== Provided information

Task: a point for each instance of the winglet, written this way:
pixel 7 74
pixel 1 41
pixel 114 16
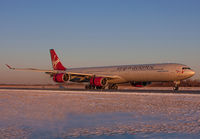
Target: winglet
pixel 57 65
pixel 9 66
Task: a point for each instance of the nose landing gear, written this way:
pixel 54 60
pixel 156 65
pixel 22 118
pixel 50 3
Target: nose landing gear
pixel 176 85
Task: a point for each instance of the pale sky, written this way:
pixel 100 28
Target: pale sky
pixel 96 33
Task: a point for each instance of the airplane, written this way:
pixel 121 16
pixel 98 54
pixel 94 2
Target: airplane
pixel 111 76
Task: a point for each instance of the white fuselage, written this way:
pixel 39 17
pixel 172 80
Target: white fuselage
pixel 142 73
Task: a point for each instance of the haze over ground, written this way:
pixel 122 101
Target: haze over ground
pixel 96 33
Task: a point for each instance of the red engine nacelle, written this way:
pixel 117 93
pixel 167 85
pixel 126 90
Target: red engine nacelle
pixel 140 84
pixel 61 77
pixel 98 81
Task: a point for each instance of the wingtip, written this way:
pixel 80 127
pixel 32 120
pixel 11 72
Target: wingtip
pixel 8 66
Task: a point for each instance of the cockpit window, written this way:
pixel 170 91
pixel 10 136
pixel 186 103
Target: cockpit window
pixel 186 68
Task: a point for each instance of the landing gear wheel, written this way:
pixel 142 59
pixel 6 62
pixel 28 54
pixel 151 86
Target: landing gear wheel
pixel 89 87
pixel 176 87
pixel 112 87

====
== Provided information

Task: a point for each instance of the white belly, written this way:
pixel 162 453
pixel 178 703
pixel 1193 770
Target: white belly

====

### Exercise objective
Count the lines of the entries above in which the string "belly" appears. Supply the number only.

### Task response
2